--- START ---

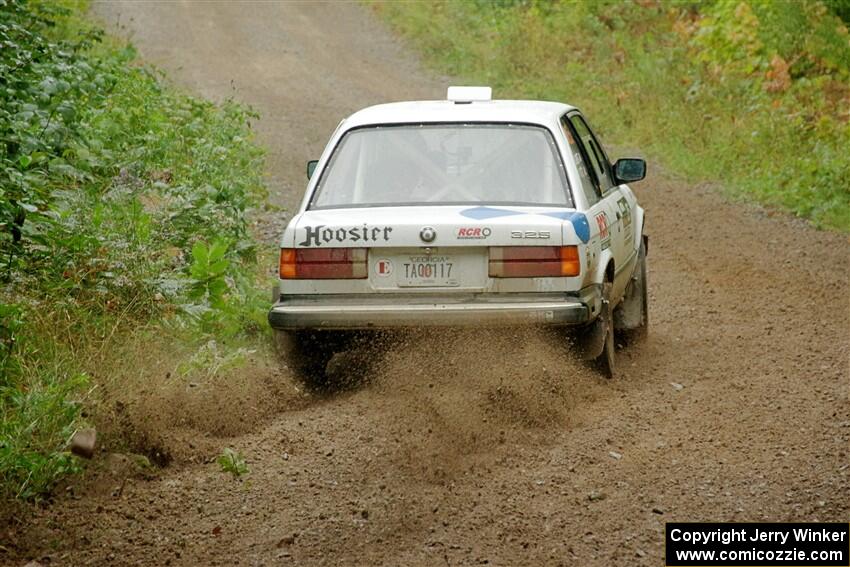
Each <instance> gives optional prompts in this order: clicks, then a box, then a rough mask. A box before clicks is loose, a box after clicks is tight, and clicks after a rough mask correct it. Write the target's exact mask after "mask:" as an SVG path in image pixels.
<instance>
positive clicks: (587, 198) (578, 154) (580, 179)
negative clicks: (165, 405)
mask: <svg viewBox="0 0 850 567" xmlns="http://www.w3.org/2000/svg"><path fill="white" fill-rule="evenodd" d="M561 130H563V132H564V136H566V138H567V143H568V144H569V147H570V154H571V155H572V156H573V160H574V161H575V163H576V169H578V176H579V178H580V180H581V188H582V191H583V192H584V196H585V198H586V199H587V206H588V207H592V206H593V205H595V204H596V203H598V202H599V197H600V194H599V191H598V189H597V181H596V178H595V177H594V176H593V171H588V168H587V164H586V163H585V160H584V157H583V156H582V154H583V150H582V148H581V147H580V146H579V143H578V142H577V141H576V139H575V137H574V136H573V133H572V130H571V129H570V127H569V124H568V123H567V117H566V116H564V117H562V118H561Z"/></svg>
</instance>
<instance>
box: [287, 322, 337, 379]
mask: <svg viewBox="0 0 850 567" xmlns="http://www.w3.org/2000/svg"><path fill="white" fill-rule="evenodd" d="M337 339H338V337H336V336H334V335H333V334H331V333H328V332H319V331H275V346H276V347H277V352H278V355H279V357H280V358H281V362H283V363H284V364H285V365H286V366H287V367H288V368H289V369H290V370H292V373H293V374H294V375H295V377H296V378H298V379H299V380H301V381H302V382H304V383H305V384H306V385H307V386H310V387H312V388H319V389H324V388H327V387H328V386H329V384H328V374H327V368H328V362H330V360H331V358H333V355H334V354H336V352H337V351H338V347H339V345H338V344H337V342H338V340H337Z"/></svg>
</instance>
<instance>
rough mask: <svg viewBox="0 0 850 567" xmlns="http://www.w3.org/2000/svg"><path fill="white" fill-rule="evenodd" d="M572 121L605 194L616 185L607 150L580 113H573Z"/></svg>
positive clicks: (599, 182)
mask: <svg viewBox="0 0 850 567" xmlns="http://www.w3.org/2000/svg"><path fill="white" fill-rule="evenodd" d="M570 123H571V124H572V125H573V128H574V129H575V132H576V134H577V135H578V137H579V139H580V140H581V142H582V144H583V145H584V147H585V153H586V154H587V157H588V160H589V161H590V163H591V165H592V166H593V170H594V172H595V173H596V178H597V179H598V180H599V189H600V191H601V192H602V193H603V194H604V193H605V192H606V191H608V189H610V188H611V187H613V185H614V182H613V181H612V176H611V166H610V165H609V164H608V158H607V157H606V156H605V151H604V150H603V149H602V146H601V145H600V144H599V141H598V140H597V139H596V136H594V135H593V133H592V132H591V131H590V128H589V127H588V126H587V123H586V122H585V121H584V119H583V118H582V117H581V116H580V115H578V114H573V115H572V116H570Z"/></svg>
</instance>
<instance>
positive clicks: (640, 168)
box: [614, 158, 646, 183]
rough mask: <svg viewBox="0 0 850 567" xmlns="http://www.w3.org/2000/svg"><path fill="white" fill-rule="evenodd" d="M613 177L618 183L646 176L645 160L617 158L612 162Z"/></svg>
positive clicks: (645, 164)
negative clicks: (612, 162)
mask: <svg viewBox="0 0 850 567" xmlns="http://www.w3.org/2000/svg"><path fill="white" fill-rule="evenodd" d="M614 177H616V178H617V182H618V183H631V182H632V181H640V180H641V179H643V178H644V177H646V162H645V161H643V160H642V159H638V158H623V159H618V160H617V163H615V164H614Z"/></svg>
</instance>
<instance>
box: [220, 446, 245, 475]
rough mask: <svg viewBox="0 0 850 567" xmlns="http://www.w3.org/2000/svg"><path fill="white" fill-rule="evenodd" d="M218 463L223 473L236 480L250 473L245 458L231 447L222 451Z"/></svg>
mask: <svg viewBox="0 0 850 567" xmlns="http://www.w3.org/2000/svg"><path fill="white" fill-rule="evenodd" d="M216 462H218V466H219V467H221V470H222V471H223V472H229V473H230V474H232V475H233V476H234V477H236V478H239V477H240V476H242V475H243V474H248V471H249V469H248V463H246V462H245V458H244V457H242V455H240V454H239V453H238V452H236V451H234V450H233V449H231V448H230V447H228V448H226V449H225V450H224V451H222V453H221V455H219V457H218V459H216Z"/></svg>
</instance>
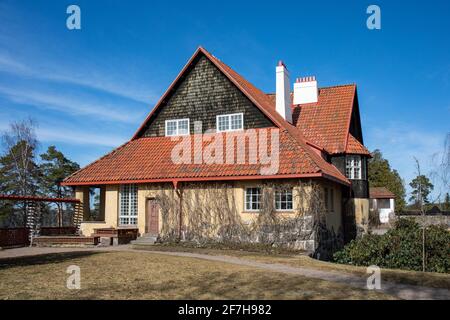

--- END ---

Write out all the items above again with every "positive clicks" replaced by "foreground points" and everything else unchanged. Leave out the pictures.

Each <instance> gives optional prompts in this order: clicks, then a box, then a rough mask. A box before clicks is loose, a box after clicks is tight, and clicks after a rough mask correct it. Write the target's exact mask after "mask:" as an SVG path in image pixels.
<instance>
foreground points: (587, 198) (578, 154) (580, 179)
negative clicks: (165, 405)
mask: <svg viewBox="0 0 850 567" xmlns="http://www.w3.org/2000/svg"><path fill="white" fill-rule="evenodd" d="M561 130H563V132H564V136H566V138H567V143H568V144H569V147H570V154H571V155H572V156H573V160H574V161H575V163H576V169H578V176H579V178H580V180H581V188H582V191H583V192H584V196H585V198H586V199H587V206H588V207H592V206H593V205H595V204H596V203H598V202H599V197H600V194H599V191H598V189H597V181H596V178H595V177H594V176H593V171H588V168H587V164H586V163H585V160H584V157H583V156H582V154H583V150H582V148H581V147H580V146H579V143H578V142H577V141H576V139H575V137H574V136H573V133H572V130H571V129H570V127H569V124H568V123H567V117H566V116H564V117H562V118H561Z"/></svg>
</instance>
<instance>
box: [287, 322, 337, 379]
mask: <svg viewBox="0 0 850 567" xmlns="http://www.w3.org/2000/svg"><path fill="white" fill-rule="evenodd" d="M337 339H338V337H336V336H334V335H333V334H331V333H328V332H319V331H275V346H276V347H277V352H278V355H279V357H280V358H281V362H283V363H284V364H285V365H286V366H287V367H288V368H289V369H290V370H292V373H293V374H294V375H295V377H296V378H298V379H299V380H301V381H302V382H304V383H305V384H306V385H307V386H310V387H312V388H319V389H324V388H327V387H328V386H329V384H328V374H327V368H328V362H330V360H331V358H333V355H334V354H336V352H337V351H338V347H339V345H338V344H337V342H338V340H337Z"/></svg>
</instance>
<instance>
rough mask: <svg viewBox="0 0 850 567" xmlns="http://www.w3.org/2000/svg"><path fill="white" fill-rule="evenodd" d="M572 121L605 194L616 185L607 150L580 113H573Z"/></svg>
foreground points: (599, 182)
mask: <svg viewBox="0 0 850 567" xmlns="http://www.w3.org/2000/svg"><path fill="white" fill-rule="evenodd" d="M570 123H571V124H572V125H573V128H574V129H575V132H576V134H577V135H578V137H579V139H580V140H581V142H582V144H583V145H584V147H585V153H586V154H587V157H588V160H589V161H590V163H591V165H592V166H593V170H594V172H595V173H596V178H597V179H598V180H599V189H600V191H601V192H602V193H603V194H604V193H605V192H606V191H608V189H610V188H611V187H613V185H614V182H613V181H612V176H611V166H610V165H609V164H608V158H607V157H606V156H605V151H604V150H603V149H602V146H601V145H600V144H599V141H598V140H597V139H596V136H594V135H593V133H592V132H591V131H590V128H589V127H588V126H587V123H586V122H585V121H584V119H583V118H582V117H581V116H580V115H578V114H573V115H572V116H570Z"/></svg>
</instance>
<instance>
foreground points: (640, 168)
box: [614, 158, 646, 183]
rough mask: <svg viewBox="0 0 850 567" xmlns="http://www.w3.org/2000/svg"><path fill="white" fill-rule="evenodd" d="M613 177L618 183L646 176L645 160L617 158L612 162Z"/></svg>
foreground points: (645, 164)
negative clicks: (612, 162)
mask: <svg viewBox="0 0 850 567" xmlns="http://www.w3.org/2000/svg"><path fill="white" fill-rule="evenodd" d="M614 177H616V178H617V182H618V183H631V182H632V181H640V180H641V179H643V178H644V177H646V162H645V161H643V160H642V159H638V158H623V159H618V160H617V163H615V164H614Z"/></svg>
</instance>
<instance>
box: [220, 446, 245, 475]
rough mask: <svg viewBox="0 0 850 567" xmlns="http://www.w3.org/2000/svg"><path fill="white" fill-rule="evenodd" d="M218 463L223 473L236 480L250 473L245 458L231 447L222 451Z"/></svg>
mask: <svg viewBox="0 0 850 567" xmlns="http://www.w3.org/2000/svg"><path fill="white" fill-rule="evenodd" d="M216 462H218V466H219V467H221V470H222V471H223V472H229V473H230V474H232V475H233V476H234V477H236V478H239V477H240V476H242V475H243V474H248V471H249V469H248V463H246V462H245V458H244V457H242V455H240V454H239V453H238V452H236V451H234V450H233V449H231V448H230V447H228V448H226V449H225V450H224V451H222V453H221V455H219V457H218V459H216Z"/></svg>
</instance>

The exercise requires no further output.